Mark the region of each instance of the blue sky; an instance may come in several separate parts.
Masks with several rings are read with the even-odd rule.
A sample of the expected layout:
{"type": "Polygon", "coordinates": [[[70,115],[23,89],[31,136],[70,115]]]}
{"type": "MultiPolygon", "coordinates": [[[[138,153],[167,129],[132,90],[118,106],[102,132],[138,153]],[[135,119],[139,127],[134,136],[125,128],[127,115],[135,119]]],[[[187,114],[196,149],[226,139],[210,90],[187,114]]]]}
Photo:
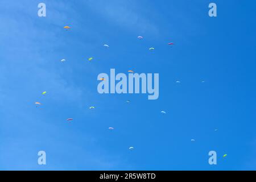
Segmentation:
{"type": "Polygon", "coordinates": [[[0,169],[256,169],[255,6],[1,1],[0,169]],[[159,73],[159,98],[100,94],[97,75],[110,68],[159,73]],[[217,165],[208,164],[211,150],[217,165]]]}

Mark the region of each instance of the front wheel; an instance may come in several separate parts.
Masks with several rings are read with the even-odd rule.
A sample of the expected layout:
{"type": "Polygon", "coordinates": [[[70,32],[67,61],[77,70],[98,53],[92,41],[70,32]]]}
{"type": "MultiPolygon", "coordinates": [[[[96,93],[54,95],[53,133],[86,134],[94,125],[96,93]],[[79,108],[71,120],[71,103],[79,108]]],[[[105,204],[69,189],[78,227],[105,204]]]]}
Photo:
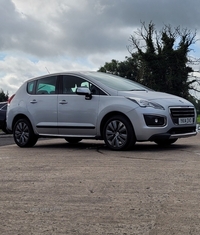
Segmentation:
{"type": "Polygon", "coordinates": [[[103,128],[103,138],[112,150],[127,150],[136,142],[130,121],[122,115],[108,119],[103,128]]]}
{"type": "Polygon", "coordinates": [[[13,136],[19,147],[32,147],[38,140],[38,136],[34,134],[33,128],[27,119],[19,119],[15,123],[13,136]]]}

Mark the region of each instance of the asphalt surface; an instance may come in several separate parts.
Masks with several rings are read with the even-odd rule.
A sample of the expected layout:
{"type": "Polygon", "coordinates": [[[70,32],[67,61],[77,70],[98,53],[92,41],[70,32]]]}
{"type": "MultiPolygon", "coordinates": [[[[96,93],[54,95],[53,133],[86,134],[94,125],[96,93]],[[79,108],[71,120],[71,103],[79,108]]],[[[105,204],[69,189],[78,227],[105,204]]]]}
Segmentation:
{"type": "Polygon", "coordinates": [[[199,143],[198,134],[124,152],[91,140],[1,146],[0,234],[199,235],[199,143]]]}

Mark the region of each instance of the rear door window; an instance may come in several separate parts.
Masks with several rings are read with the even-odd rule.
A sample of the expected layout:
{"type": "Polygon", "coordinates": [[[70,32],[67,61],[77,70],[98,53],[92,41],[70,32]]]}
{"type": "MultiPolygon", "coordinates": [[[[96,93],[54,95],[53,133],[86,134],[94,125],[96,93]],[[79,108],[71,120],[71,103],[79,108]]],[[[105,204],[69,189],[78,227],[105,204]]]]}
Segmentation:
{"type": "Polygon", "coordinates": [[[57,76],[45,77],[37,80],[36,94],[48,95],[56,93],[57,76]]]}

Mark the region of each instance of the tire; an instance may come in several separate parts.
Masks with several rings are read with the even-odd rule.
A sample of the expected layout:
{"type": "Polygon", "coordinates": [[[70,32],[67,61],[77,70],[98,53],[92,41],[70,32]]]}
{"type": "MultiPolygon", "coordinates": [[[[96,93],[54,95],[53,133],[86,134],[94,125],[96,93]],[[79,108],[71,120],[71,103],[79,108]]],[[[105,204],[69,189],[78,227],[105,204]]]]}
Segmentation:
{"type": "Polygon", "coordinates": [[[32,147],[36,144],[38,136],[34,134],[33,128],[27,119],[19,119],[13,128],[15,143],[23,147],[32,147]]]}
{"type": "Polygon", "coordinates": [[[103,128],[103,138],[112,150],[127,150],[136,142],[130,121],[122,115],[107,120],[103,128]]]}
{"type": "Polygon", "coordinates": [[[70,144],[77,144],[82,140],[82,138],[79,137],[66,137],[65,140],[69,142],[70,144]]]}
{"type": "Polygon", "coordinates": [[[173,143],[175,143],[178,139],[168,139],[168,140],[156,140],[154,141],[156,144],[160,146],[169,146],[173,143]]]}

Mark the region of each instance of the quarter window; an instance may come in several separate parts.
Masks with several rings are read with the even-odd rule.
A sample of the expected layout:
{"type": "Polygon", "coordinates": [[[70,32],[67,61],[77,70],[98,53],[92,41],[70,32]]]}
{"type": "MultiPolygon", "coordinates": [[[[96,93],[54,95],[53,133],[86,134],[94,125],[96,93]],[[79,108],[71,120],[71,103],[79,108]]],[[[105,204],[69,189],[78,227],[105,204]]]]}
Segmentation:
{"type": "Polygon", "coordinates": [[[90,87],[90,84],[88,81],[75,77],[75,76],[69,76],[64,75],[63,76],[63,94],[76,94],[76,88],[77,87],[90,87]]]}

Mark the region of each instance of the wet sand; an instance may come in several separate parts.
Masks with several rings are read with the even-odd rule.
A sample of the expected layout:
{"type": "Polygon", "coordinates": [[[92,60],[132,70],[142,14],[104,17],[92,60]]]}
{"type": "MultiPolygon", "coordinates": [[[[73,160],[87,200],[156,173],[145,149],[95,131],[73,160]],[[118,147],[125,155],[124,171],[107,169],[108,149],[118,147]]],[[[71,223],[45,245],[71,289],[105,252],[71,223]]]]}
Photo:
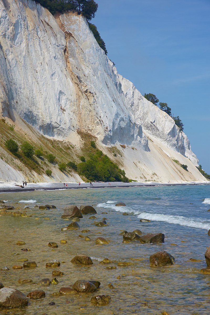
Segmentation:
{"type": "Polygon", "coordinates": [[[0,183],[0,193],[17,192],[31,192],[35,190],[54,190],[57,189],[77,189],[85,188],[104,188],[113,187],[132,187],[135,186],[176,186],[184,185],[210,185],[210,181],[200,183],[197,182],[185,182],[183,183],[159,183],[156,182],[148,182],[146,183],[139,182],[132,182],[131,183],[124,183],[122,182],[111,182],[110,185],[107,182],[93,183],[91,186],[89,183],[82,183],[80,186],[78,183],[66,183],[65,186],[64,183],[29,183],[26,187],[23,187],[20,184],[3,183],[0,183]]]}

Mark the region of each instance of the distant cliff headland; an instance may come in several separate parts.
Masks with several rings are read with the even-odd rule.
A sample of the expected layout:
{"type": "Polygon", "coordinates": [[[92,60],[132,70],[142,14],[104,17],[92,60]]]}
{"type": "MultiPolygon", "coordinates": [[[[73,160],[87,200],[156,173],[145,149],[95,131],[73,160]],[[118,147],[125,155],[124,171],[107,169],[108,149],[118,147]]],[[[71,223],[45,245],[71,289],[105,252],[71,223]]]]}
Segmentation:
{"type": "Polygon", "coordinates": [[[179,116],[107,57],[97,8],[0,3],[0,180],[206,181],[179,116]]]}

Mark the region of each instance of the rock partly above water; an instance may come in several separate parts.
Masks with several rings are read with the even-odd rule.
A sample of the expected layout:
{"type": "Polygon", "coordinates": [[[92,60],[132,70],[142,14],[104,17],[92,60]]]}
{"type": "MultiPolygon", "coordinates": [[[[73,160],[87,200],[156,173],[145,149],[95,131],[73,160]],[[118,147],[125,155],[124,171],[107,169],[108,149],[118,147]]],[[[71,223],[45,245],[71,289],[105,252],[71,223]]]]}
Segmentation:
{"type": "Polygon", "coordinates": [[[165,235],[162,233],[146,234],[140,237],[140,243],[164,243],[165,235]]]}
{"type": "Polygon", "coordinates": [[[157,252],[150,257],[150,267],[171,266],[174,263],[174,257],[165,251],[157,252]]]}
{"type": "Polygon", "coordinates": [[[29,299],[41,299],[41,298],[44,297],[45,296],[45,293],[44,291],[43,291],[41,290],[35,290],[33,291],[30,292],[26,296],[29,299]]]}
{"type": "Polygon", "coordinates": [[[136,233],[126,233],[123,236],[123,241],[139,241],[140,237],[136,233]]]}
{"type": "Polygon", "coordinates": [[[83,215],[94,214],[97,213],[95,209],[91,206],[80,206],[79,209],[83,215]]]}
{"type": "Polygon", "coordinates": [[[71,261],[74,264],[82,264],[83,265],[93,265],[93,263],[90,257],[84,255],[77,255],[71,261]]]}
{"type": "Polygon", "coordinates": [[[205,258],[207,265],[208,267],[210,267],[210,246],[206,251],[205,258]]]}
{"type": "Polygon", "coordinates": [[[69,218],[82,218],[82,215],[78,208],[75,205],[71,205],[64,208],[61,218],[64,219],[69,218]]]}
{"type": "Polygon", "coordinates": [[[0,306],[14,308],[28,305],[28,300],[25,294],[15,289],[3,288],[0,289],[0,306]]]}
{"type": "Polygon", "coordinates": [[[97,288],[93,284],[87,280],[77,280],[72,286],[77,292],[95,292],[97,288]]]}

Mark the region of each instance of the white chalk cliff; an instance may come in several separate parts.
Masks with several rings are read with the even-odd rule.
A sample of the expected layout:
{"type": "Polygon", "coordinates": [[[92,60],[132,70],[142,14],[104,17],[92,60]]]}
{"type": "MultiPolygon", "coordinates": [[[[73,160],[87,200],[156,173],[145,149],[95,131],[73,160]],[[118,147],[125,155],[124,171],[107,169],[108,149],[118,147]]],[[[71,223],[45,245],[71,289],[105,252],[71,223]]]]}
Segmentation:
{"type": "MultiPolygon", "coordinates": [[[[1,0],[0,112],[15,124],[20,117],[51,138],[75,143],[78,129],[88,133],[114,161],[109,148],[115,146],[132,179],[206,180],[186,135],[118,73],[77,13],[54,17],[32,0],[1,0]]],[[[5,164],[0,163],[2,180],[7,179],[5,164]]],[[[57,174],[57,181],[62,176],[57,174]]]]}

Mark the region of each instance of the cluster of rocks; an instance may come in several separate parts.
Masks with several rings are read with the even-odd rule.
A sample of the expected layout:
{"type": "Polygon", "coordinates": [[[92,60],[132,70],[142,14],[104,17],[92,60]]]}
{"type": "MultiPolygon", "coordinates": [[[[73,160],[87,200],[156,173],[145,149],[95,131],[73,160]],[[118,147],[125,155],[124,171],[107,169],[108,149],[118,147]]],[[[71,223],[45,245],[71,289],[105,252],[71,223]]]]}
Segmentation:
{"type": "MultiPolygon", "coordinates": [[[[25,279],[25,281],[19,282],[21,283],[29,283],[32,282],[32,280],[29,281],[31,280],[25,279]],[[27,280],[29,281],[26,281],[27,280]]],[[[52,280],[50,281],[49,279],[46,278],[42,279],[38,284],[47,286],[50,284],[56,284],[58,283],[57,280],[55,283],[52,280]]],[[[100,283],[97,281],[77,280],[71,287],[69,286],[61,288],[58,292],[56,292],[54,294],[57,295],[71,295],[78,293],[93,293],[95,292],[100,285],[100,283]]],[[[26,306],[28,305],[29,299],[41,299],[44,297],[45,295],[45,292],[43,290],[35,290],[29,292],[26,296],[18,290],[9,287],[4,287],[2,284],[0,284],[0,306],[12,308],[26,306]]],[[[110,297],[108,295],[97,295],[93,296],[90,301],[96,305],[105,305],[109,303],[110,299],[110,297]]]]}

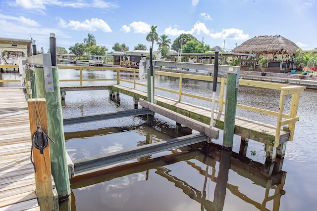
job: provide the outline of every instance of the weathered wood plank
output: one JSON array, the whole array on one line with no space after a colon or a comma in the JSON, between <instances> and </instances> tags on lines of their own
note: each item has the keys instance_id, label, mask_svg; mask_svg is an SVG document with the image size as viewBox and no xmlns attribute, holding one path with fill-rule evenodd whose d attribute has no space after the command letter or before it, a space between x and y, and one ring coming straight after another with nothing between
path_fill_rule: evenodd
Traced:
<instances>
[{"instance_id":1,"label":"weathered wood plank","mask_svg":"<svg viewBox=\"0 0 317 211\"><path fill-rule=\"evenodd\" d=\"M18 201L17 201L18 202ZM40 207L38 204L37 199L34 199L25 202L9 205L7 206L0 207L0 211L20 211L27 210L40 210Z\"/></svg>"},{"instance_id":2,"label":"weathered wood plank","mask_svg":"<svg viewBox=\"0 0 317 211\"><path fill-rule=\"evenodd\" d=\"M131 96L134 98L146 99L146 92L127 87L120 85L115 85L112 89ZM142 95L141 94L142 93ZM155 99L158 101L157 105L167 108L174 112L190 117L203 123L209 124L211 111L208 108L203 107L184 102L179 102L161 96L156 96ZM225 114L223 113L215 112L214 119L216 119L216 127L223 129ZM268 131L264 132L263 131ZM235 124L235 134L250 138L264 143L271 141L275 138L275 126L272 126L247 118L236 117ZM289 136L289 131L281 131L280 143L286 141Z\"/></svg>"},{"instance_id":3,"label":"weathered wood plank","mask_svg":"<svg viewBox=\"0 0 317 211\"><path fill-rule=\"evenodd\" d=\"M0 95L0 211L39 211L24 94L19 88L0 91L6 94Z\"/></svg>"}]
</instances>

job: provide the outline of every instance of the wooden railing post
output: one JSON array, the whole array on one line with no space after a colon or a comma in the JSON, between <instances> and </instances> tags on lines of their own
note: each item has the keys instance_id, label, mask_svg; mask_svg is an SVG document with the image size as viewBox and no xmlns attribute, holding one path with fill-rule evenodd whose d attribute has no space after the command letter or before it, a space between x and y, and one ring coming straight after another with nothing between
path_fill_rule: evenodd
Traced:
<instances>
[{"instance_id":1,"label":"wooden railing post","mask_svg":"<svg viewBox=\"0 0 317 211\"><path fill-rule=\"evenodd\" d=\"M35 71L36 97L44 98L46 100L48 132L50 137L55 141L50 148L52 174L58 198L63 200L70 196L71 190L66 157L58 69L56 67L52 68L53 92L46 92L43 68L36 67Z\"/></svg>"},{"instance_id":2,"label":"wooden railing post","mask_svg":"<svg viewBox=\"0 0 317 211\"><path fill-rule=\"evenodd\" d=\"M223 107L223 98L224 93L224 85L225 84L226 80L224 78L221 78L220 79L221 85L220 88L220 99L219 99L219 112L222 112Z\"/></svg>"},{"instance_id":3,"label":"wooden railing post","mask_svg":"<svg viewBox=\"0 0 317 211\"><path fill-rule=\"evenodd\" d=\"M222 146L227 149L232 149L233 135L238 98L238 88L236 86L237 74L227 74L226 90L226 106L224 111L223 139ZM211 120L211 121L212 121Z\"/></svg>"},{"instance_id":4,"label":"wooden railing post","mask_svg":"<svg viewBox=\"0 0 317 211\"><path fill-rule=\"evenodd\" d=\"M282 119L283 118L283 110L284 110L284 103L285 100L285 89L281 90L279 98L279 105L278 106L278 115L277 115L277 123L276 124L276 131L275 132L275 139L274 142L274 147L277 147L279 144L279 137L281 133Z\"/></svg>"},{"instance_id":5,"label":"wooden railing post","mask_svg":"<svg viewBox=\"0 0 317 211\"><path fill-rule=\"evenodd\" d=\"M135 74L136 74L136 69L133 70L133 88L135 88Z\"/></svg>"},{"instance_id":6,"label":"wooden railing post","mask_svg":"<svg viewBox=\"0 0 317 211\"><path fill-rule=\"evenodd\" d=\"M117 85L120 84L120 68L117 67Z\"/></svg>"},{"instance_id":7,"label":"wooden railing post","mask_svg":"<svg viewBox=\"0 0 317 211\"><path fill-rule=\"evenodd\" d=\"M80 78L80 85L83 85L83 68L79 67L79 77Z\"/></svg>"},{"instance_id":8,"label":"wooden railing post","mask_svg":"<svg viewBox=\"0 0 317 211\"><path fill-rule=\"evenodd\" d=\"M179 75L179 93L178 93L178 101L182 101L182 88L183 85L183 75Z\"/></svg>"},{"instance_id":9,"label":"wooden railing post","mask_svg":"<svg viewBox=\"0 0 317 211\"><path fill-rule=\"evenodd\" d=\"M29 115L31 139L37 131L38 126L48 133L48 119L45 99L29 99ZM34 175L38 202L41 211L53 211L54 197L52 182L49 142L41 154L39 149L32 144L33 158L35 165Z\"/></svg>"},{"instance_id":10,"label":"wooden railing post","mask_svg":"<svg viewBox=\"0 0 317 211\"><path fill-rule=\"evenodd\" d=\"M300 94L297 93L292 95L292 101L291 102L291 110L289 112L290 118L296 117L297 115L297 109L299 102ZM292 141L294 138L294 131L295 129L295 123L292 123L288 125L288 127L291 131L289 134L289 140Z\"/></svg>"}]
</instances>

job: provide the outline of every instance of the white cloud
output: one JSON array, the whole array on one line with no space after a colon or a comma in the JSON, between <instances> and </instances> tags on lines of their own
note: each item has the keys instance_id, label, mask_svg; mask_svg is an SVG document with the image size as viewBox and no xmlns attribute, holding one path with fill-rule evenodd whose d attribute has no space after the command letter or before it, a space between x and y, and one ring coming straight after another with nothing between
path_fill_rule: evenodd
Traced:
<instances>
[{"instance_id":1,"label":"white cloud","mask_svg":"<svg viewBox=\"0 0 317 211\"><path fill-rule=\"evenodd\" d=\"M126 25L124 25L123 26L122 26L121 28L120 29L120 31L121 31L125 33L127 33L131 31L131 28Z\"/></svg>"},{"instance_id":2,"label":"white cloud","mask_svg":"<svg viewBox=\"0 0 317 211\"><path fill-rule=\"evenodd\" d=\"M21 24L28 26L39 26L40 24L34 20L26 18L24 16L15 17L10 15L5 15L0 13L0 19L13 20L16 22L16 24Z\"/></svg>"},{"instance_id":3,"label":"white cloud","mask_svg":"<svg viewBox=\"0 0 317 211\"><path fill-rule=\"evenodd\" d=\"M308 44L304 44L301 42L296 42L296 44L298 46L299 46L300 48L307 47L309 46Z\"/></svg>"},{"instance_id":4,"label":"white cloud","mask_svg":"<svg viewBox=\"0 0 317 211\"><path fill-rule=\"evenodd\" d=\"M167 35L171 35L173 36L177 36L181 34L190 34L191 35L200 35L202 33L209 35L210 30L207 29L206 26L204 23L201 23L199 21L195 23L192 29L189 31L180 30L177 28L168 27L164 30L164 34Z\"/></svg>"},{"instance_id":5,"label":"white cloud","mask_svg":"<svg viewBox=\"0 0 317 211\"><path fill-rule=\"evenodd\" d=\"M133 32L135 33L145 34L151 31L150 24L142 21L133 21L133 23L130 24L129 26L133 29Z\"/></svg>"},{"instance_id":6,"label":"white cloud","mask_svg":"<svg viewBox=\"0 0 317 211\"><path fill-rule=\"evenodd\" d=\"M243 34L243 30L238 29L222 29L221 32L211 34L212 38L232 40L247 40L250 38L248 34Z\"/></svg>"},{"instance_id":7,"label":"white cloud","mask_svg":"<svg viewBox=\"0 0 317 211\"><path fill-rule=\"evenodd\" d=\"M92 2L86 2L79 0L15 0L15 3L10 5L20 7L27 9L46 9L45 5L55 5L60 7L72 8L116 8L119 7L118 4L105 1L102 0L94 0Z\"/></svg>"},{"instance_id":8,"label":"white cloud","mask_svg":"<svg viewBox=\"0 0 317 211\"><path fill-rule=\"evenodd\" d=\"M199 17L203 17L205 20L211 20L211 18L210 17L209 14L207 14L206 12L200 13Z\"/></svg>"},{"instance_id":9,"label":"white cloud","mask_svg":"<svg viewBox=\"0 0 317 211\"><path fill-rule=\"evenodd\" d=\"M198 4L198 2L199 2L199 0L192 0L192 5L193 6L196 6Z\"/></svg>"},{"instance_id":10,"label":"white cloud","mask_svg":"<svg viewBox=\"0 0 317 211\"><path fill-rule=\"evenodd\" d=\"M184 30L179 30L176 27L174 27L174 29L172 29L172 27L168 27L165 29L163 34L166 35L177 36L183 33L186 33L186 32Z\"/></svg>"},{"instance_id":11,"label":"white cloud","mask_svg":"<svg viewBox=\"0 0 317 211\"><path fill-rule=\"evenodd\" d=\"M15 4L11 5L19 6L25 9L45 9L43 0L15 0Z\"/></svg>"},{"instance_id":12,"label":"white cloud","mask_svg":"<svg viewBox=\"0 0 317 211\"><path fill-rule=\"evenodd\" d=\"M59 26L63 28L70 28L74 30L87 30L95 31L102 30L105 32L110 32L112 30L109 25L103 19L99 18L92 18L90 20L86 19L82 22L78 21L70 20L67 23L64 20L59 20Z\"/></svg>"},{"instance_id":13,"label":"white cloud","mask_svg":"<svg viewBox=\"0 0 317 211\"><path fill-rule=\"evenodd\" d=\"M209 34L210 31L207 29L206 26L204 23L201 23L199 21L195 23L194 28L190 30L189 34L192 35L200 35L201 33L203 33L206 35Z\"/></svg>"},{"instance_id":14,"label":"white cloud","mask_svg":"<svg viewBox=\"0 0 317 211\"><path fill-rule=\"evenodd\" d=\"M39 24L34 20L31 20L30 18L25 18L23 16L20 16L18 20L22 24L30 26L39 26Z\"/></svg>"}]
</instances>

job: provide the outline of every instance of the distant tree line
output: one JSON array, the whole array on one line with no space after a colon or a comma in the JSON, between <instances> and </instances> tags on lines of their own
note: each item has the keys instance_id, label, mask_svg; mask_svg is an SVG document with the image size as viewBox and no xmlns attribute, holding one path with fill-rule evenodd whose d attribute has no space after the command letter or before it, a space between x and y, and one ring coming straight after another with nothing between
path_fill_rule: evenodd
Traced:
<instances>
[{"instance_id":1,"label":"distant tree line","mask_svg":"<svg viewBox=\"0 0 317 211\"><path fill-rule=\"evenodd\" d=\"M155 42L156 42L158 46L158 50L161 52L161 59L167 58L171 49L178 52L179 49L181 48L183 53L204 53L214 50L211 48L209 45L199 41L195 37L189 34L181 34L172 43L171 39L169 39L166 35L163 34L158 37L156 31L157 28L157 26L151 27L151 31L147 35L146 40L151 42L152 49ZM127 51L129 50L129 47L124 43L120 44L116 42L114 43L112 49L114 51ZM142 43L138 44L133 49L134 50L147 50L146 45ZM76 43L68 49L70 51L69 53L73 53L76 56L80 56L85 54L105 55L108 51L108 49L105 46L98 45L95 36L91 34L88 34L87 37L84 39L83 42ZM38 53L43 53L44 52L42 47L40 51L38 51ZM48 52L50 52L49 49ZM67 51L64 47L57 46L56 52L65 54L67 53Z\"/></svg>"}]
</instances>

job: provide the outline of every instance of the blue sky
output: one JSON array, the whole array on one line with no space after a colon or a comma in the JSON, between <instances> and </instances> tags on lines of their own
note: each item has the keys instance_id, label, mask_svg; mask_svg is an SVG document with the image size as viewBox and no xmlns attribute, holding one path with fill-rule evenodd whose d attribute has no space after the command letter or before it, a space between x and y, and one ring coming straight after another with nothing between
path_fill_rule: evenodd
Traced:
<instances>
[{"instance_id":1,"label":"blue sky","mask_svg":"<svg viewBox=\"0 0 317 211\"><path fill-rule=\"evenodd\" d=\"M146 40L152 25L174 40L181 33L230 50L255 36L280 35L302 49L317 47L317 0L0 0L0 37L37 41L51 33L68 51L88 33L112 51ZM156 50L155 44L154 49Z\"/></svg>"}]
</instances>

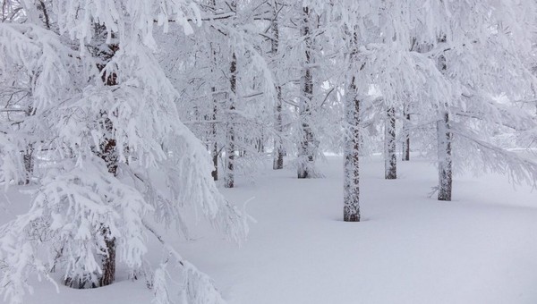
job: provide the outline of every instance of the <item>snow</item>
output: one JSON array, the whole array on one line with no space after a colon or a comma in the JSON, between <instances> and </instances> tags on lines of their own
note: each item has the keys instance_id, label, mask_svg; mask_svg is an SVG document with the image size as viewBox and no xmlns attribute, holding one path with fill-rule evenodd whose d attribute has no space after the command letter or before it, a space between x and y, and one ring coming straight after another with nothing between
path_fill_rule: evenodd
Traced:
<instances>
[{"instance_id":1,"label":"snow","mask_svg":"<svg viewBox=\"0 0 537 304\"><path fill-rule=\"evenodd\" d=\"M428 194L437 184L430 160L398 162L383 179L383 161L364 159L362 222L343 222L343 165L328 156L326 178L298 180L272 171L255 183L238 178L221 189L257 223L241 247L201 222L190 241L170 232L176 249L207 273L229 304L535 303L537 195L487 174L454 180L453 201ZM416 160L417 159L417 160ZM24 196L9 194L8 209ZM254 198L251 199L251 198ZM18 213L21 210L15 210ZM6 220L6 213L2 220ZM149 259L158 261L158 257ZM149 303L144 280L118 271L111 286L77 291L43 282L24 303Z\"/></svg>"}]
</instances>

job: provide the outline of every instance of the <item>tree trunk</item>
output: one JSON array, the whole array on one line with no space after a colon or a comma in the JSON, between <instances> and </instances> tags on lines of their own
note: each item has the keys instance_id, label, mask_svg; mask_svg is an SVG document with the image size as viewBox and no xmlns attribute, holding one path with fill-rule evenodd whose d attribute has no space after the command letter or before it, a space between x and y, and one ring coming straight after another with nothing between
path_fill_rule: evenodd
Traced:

+ + + + +

Pick out each line of the entries above that contains the word "weathered", and copy every such line in full. Letter case counts when matching.

# RESULT OF THIS EXERCISE:
job: provide the outline of every instance of the weathered wood plank
[{"instance_id":1,"label":"weathered wood plank","mask_svg":"<svg viewBox=\"0 0 317 211\"><path fill-rule=\"evenodd\" d=\"M18 201L17 201L18 202ZM40 207L38 204L37 199L34 199L25 202L9 205L7 206L0 207L0 211L20 211L27 210L40 210Z\"/></svg>"},{"instance_id":2,"label":"weathered wood plank","mask_svg":"<svg viewBox=\"0 0 317 211\"><path fill-rule=\"evenodd\" d=\"M131 96L134 98L146 99L146 92L127 87L120 85L115 85L112 89ZM142 95L141 94L142 93ZM155 99L158 101L157 105L167 108L174 112L190 117L203 123L209 124L211 111L208 108L203 107L184 102L179 102L161 96L156 96ZM225 114L223 113L215 112L214 119L216 119L216 127L223 129ZM268 131L264 132L263 131ZM235 124L235 134L250 138L264 143L271 141L275 138L275 126L272 126L247 118L236 117ZM289 136L289 131L281 131L280 143L286 141Z\"/></svg>"},{"instance_id":3,"label":"weathered wood plank","mask_svg":"<svg viewBox=\"0 0 317 211\"><path fill-rule=\"evenodd\" d=\"M0 95L0 211L39 211L24 94L19 88L0 91L6 94Z\"/></svg>"}]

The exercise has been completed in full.